(Stored records)
____________________

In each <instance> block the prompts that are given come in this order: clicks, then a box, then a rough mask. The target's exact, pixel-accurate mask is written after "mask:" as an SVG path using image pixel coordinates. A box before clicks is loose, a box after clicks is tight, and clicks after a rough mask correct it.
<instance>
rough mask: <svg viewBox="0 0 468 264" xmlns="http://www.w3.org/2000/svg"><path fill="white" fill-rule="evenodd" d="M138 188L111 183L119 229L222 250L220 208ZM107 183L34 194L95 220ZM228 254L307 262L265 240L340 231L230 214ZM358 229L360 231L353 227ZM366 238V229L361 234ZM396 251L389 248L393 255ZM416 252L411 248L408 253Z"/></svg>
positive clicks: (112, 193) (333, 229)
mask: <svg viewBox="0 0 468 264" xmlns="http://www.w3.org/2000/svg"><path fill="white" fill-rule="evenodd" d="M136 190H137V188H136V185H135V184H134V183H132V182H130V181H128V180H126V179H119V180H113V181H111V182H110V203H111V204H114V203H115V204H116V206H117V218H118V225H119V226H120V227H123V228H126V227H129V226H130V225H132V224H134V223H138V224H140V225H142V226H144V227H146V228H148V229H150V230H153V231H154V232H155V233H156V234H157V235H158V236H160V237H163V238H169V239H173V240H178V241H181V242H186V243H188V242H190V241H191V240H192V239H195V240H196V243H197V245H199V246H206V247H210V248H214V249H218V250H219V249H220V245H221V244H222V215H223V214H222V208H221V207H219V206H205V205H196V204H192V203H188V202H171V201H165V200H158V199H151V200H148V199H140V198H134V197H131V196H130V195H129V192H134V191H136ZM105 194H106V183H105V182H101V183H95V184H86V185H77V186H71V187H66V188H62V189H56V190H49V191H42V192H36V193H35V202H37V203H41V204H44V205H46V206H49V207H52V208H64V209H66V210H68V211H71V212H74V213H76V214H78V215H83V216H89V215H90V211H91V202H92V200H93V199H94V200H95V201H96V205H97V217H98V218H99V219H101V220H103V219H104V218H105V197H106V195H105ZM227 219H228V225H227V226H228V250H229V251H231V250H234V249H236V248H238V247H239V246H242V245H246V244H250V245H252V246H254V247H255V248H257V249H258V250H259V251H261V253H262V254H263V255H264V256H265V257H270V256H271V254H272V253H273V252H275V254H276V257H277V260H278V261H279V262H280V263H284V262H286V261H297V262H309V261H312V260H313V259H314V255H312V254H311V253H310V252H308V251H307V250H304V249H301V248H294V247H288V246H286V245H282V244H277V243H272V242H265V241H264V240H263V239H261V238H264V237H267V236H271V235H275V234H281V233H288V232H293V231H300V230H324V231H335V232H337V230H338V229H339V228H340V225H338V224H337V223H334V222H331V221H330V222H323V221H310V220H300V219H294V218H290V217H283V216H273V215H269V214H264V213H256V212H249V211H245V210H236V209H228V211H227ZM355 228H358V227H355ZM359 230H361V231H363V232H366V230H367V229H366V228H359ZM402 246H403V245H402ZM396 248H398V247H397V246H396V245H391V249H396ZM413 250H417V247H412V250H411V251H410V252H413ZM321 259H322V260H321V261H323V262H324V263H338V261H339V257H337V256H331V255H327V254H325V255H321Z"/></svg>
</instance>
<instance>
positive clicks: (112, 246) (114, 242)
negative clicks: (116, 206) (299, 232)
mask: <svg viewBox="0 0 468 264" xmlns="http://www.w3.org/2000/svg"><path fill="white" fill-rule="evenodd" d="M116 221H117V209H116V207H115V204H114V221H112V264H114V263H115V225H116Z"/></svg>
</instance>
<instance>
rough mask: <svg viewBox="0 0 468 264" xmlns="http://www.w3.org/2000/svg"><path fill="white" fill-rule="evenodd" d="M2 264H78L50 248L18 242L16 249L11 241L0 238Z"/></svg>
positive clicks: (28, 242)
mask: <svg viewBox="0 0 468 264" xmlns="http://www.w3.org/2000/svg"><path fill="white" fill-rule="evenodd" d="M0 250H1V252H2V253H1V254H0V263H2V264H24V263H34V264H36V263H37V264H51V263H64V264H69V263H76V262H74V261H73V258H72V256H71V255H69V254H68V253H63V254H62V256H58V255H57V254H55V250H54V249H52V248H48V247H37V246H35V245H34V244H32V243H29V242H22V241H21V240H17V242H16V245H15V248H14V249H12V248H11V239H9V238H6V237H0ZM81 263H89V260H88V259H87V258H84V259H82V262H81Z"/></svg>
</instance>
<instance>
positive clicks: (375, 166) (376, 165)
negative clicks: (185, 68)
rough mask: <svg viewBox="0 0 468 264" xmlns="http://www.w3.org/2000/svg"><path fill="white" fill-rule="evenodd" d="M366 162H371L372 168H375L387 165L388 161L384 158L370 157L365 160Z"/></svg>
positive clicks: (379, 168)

____________________

• **REQUIRED WORK**: Work out how many lines of the material above contain the string "clicks", where case counts. Reply with only that number.

• **SOLUTION TO THE PROBLEM**: 8